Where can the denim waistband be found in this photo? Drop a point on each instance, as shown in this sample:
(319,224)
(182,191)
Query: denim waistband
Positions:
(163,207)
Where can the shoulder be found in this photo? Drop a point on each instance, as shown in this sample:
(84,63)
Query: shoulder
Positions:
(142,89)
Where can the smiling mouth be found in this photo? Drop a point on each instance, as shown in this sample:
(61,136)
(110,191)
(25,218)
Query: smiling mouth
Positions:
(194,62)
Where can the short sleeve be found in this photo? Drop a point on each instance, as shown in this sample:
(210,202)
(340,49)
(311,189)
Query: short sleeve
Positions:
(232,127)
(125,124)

_AIM OF THE EXERCISE_:
Copy whichever lines above contain the string "smiling".

_ANSWER TO THIS EXERCISE_:
Where can the smiling mouth be found in this photo? Drop a point on each instance, as shown in this sample:
Query: smiling mouth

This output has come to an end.